Cosa si chiede:
Conta quante righe dei record contengono la parola "station". Rispondi soltanto con il numero.

(Record di etichettatura delle regioni)
────────

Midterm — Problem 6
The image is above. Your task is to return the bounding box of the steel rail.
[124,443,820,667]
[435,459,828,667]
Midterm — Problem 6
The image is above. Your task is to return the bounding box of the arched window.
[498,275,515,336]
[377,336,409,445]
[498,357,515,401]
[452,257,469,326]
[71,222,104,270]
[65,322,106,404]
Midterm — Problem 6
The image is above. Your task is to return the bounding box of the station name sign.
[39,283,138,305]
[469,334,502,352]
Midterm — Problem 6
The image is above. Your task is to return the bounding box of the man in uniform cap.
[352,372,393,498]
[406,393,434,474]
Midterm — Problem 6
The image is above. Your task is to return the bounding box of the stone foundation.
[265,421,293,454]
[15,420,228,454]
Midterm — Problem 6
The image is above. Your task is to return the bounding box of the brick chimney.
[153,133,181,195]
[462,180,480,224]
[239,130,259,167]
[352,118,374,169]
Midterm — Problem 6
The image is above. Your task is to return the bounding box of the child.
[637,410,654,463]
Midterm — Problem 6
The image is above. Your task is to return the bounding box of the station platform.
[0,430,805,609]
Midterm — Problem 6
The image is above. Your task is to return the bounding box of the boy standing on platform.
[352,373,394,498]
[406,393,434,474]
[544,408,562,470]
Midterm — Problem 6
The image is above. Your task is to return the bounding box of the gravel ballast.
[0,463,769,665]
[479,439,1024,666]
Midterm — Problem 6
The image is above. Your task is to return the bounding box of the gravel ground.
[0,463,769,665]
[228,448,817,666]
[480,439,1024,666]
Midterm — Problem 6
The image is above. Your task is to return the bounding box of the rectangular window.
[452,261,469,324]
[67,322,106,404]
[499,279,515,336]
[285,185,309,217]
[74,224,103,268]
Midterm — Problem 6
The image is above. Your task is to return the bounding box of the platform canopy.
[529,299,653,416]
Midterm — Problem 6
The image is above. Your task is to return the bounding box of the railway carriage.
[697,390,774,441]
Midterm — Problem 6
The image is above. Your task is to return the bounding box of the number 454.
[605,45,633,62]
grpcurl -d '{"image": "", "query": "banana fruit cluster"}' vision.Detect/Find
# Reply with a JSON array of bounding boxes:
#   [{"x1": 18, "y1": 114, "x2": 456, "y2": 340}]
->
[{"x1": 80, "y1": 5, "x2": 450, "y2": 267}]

────────

Risposta corretta:
2